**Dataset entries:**

===============

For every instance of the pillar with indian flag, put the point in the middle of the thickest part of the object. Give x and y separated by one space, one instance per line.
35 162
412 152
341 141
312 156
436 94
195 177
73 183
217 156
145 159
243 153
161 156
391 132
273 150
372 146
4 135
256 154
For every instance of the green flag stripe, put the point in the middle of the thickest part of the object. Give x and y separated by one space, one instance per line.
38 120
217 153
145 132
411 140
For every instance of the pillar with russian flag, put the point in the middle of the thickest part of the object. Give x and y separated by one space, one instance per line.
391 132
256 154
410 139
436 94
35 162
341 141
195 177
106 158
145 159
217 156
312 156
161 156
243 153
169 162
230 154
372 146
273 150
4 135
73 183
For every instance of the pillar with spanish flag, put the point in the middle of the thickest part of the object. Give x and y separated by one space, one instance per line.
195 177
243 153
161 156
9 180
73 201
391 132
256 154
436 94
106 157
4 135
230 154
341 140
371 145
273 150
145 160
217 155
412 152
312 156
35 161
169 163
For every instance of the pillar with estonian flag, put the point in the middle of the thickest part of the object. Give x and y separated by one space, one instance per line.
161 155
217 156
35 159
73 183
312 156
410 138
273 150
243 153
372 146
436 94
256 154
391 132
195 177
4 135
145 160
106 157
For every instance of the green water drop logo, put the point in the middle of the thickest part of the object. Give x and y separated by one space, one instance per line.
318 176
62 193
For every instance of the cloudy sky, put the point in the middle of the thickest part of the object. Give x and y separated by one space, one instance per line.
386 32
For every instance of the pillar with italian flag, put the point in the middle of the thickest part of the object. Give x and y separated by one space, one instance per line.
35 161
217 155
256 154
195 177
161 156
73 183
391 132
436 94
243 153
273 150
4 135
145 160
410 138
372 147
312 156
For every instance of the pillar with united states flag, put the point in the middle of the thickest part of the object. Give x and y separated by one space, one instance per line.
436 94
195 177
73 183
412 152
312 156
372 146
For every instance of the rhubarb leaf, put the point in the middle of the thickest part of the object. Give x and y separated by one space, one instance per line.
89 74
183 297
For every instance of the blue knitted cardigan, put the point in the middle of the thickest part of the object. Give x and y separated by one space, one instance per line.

===============

**How to complete this task:** The required output is the line containing "For every instance of the rhubarb" through the last line of the records above, each copied exactly and nothing more.

**Answer area:**
For every instance of the rhubarb leaf, put the point in the middle of the thickest part of the object. Give x and y separated by one space, one instance per line.
89 74
183 297
For every instance of the blue knitted cardigan, put the point in the middle of the thickest part of the object. Give x and y separated by one space, one instance per line.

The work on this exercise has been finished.